- **THE TASK**:
The records below must be reproduced exactly. Strip out the pictures.

- **DATA EXTRACTS**:
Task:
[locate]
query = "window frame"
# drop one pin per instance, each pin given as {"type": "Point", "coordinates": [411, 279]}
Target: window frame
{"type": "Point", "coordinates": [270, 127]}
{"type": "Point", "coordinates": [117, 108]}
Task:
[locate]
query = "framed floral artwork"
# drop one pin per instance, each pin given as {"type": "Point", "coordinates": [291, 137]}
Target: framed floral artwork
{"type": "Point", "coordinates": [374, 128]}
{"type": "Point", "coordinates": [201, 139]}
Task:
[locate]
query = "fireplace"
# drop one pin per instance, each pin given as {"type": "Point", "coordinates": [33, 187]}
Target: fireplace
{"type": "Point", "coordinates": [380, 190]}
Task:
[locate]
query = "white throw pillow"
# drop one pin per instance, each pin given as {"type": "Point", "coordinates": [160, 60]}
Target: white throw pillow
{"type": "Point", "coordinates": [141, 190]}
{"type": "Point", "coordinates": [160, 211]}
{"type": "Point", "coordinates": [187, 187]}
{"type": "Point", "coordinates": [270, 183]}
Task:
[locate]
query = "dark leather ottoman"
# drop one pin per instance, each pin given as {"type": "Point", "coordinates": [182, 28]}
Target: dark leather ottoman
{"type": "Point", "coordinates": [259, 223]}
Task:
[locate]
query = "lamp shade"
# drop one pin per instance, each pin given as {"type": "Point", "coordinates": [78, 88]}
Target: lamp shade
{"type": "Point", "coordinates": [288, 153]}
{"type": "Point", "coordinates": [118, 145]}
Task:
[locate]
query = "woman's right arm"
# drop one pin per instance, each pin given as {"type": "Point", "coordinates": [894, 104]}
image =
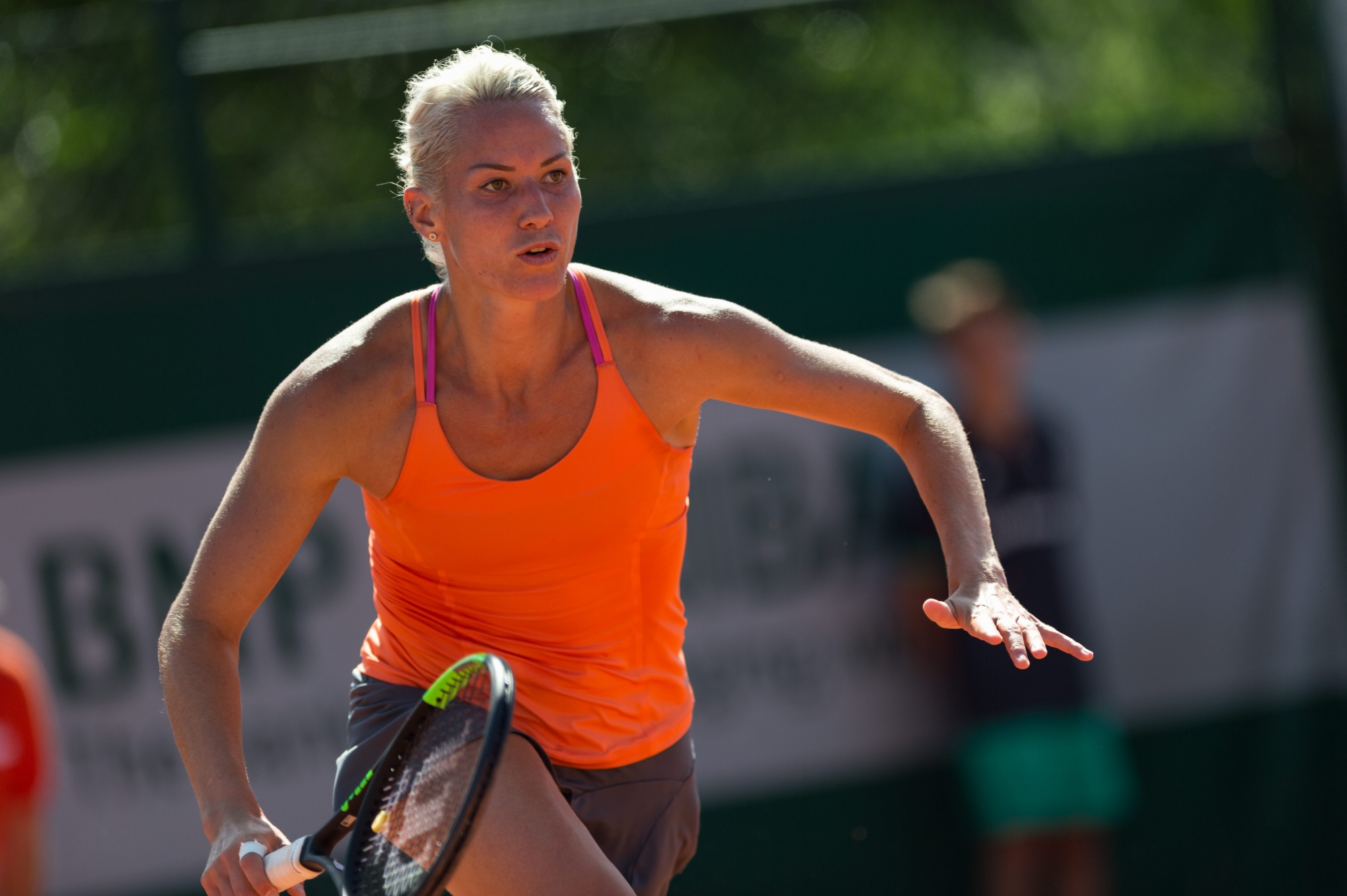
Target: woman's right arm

- **RESPONSE AREA**:
Task:
[locate]
query = "window frame"
# drop one pin per instance, each pin given as {"type": "Point", "coordinates": [411, 279]}
Target: window frame
{"type": "Point", "coordinates": [270, 127]}
{"type": "Point", "coordinates": [117, 108]}
Task:
[locate]
query = "framed floral artwork"
# drop one pin per instance, each pin given as {"type": "Point", "coordinates": [291, 137]}
Target: framed floral artwork
{"type": "Point", "coordinates": [374, 128]}
{"type": "Point", "coordinates": [201, 139]}
Task:
[locate]
query = "fireplace"
# drop one pin per instance, each pin given as {"type": "Point", "coordinates": [33, 187]}
Target: fireplace
{"type": "Point", "coordinates": [380, 190]}
Task:
[locate]
query = "white throw pillow"
# drop one pin per instance, each pin given as {"type": "Point", "coordinates": [160, 60]}
Target: white throw pillow
{"type": "Point", "coordinates": [141, 190]}
{"type": "Point", "coordinates": [160, 211]}
{"type": "Point", "coordinates": [187, 187]}
{"type": "Point", "coordinates": [270, 183]}
Task:
[locate]
query = "dark leather ottoman"
# drop one pin per instance, each pin given as {"type": "Point", "coordinates": [182, 28]}
Target: dark leather ottoman
{"type": "Point", "coordinates": [259, 223]}
Task:
[locate]
query = "lamp shade"
# drop one pin per instance, each pin given as {"type": "Point", "coordinates": [78, 88]}
Target: lamp shade
{"type": "Point", "coordinates": [288, 153]}
{"type": "Point", "coordinates": [118, 145]}
Task:
[locate]
query = "woman's right arm"
# drop one pin per instance, each pin given as {"type": "Point", "coordinates": [894, 104]}
image =
Target: woman's right arm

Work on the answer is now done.